◆ WORKING DATA:
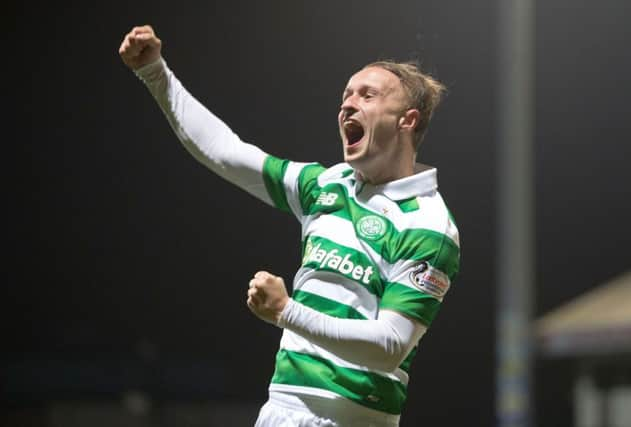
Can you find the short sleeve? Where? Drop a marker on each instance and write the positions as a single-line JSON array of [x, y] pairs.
[[290, 184]]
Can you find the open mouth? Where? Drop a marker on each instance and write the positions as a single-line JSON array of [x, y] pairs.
[[353, 131]]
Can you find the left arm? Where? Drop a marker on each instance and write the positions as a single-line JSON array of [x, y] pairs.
[[380, 344]]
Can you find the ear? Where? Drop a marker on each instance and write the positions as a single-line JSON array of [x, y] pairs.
[[410, 119]]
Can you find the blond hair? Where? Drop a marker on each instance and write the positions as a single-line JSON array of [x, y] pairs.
[[424, 92]]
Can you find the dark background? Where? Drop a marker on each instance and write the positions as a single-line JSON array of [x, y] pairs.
[[127, 262]]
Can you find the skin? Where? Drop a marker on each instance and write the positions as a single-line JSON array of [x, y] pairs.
[[373, 99]]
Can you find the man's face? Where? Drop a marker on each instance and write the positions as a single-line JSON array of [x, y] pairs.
[[372, 106]]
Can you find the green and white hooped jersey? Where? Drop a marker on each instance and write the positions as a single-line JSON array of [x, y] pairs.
[[364, 248]]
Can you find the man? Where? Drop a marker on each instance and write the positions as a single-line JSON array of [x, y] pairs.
[[379, 245]]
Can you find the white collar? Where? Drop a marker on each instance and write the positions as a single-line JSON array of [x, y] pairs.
[[423, 181]]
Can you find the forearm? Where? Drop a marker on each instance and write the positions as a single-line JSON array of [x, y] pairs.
[[202, 133], [379, 344]]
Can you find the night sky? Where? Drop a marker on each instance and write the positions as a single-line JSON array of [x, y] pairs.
[[122, 249]]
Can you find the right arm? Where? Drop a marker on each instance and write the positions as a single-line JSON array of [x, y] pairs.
[[203, 134]]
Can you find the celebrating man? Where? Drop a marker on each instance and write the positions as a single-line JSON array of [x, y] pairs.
[[379, 246]]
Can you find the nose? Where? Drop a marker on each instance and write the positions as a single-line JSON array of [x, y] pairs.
[[348, 107]]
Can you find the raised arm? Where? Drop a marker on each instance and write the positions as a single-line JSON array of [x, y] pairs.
[[203, 134]]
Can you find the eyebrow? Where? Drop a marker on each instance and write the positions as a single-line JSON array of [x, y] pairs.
[[363, 88]]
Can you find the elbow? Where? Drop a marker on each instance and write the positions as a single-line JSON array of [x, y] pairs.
[[389, 356]]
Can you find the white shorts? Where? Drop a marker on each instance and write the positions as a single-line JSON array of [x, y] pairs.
[[286, 410]]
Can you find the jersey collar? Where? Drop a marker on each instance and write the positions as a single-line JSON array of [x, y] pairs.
[[424, 181]]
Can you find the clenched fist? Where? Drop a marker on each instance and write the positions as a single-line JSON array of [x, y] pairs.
[[267, 296], [140, 47]]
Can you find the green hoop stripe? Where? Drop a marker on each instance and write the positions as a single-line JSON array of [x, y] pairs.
[[411, 244], [273, 173], [410, 302], [365, 388]]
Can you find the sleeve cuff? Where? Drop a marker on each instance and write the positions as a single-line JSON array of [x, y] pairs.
[[150, 72]]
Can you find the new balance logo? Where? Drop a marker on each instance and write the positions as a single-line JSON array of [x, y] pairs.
[[326, 199]]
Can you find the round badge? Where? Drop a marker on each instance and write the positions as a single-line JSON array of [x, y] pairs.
[[371, 227]]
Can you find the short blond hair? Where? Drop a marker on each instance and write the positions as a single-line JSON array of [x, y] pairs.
[[424, 92]]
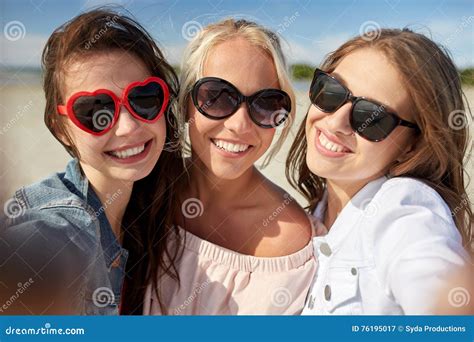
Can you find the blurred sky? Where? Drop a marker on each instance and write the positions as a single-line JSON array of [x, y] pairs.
[[310, 28]]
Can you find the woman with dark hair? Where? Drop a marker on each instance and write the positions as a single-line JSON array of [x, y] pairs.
[[109, 94]]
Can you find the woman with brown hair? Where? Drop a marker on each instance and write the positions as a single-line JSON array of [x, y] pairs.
[[109, 101], [380, 160]]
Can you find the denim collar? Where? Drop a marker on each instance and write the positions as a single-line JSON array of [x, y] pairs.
[[78, 184]]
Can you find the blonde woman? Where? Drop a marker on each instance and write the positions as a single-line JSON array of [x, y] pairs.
[[247, 250]]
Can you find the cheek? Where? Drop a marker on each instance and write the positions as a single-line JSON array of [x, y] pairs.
[[87, 144]]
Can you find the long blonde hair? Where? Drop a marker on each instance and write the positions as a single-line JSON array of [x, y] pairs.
[[196, 53], [434, 86]]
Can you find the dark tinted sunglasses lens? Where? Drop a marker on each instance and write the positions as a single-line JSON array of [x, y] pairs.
[[270, 108], [147, 100], [95, 113], [371, 121], [327, 93], [217, 99]]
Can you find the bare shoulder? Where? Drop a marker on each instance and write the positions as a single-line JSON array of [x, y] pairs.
[[286, 228]]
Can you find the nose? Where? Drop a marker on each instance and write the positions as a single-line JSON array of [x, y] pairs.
[[239, 122], [338, 122], [126, 123]]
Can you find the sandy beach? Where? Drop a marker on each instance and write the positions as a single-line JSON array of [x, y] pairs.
[[29, 152]]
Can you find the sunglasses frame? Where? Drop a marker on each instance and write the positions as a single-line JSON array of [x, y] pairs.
[[68, 110], [354, 99], [241, 99]]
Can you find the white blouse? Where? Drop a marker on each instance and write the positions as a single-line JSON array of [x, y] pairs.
[[389, 252]]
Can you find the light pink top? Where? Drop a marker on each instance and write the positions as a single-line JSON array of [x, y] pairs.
[[218, 281]]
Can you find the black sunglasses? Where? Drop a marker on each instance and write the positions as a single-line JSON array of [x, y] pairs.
[[218, 99], [368, 118]]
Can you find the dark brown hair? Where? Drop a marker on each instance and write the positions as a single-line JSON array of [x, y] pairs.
[[434, 86], [147, 223]]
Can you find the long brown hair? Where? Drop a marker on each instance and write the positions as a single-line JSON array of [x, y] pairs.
[[434, 86], [147, 223]]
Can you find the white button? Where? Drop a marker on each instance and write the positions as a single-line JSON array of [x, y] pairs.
[[325, 249]]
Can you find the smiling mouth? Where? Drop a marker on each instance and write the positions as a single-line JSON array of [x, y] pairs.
[[130, 152], [230, 147], [330, 145]]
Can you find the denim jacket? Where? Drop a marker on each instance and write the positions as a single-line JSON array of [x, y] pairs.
[[65, 205]]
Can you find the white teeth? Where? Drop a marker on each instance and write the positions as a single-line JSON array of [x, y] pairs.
[[128, 153], [329, 145], [229, 147]]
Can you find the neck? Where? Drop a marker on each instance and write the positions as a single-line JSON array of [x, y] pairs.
[[114, 196], [339, 194], [211, 189]]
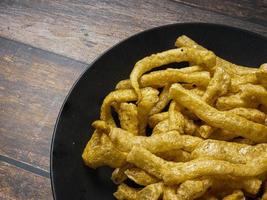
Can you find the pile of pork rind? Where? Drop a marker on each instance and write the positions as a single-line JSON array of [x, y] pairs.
[[208, 129]]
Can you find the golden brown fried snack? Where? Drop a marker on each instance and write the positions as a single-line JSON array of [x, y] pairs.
[[164, 99], [234, 101], [229, 151], [118, 175], [218, 86], [150, 192], [129, 117], [219, 119], [175, 173], [161, 127], [175, 155], [250, 114], [169, 193], [261, 75], [192, 189], [144, 106], [156, 118], [115, 96], [141, 177], [236, 195], [252, 93], [165, 77], [184, 41], [171, 140], [176, 119], [100, 151], [199, 57], [205, 131]]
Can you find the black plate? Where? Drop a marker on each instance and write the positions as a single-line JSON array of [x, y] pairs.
[[70, 178]]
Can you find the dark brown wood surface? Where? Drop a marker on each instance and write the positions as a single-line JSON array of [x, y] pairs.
[[44, 47]]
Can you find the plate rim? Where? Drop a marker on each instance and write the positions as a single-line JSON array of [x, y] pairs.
[[106, 51]]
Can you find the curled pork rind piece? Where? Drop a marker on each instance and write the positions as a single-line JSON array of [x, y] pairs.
[[150, 192], [219, 119], [161, 127], [232, 69], [229, 151], [236, 195], [115, 96], [118, 174], [164, 99], [156, 118], [156, 143], [252, 93], [250, 114], [234, 101], [176, 119], [144, 106], [141, 177], [100, 151], [169, 193], [170, 75], [129, 117], [261, 74], [205, 131], [192, 189], [166, 77], [175, 155], [175, 173], [218, 86], [202, 58]]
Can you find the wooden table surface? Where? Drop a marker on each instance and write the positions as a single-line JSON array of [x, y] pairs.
[[44, 47]]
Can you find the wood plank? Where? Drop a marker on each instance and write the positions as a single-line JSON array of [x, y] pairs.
[[33, 85], [252, 11], [18, 184], [83, 29]]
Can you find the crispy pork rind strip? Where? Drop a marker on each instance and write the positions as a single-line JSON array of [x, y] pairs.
[[156, 118], [229, 151], [118, 96], [156, 143], [169, 193], [200, 57], [186, 75], [192, 189], [184, 41], [236, 195], [218, 86], [176, 119], [175, 155], [141, 177], [161, 127], [164, 99], [128, 117], [144, 106], [175, 173], [219, 119], [234, 101], [100, 151], [150, 192], [261, 75], [162, 78], [250, 114]]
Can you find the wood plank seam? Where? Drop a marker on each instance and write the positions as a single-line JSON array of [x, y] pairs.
[[25, 166], [50, 52]]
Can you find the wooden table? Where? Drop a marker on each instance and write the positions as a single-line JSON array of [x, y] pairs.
[[44, 47]]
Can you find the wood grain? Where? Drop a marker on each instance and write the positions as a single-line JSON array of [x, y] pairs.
[[34, 84], [249, 10], [18, 184], [83, 29]]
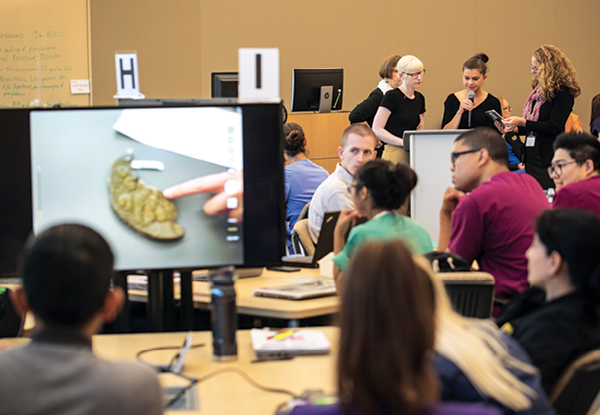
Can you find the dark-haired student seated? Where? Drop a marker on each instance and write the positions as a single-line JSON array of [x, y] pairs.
[[575, 170], [356, 148], [488, 215], [387, 336], [379, 187], [302, 177], [558, 319], [66, 273]]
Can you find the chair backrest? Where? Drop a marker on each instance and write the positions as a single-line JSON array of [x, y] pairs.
[[471, 293], [11, 323], [301, 240], [578, 387], [304, 212]]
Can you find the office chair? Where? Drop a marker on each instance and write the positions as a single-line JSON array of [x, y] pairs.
[[471, 293], [576, 392], [304, 212], [301, 240]]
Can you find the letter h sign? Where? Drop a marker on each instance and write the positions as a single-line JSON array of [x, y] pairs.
[[127, 76]]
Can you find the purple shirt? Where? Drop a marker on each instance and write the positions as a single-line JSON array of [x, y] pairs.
[[583, 195], [445, 408], [494, 225]]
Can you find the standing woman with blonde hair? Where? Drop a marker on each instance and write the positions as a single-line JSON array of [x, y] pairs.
[[401, 109], [546, 110]]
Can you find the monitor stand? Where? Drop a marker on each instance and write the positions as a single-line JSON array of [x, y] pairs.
[[325, 99]]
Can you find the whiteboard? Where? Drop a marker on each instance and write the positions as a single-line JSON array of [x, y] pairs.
[[430, 159], [53, 33]]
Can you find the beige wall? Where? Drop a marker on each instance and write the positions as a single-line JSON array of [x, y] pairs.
[[180, 42]]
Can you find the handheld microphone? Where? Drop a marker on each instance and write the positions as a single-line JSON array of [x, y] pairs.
[[471, 96], [338, 98]]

◆ GOAL: Could you return, verbatim, everything from the line containing "Can you find the handheld" through the last line of the entries above, with both ends included?

◆ RESULT OF THIS EXERCISE:
Can you find the handheld microphone? Where? Drop a marker on each instance and write the positions as a single-line JSON array of [x, y] pairs.
[[471, 96], [338, 98]]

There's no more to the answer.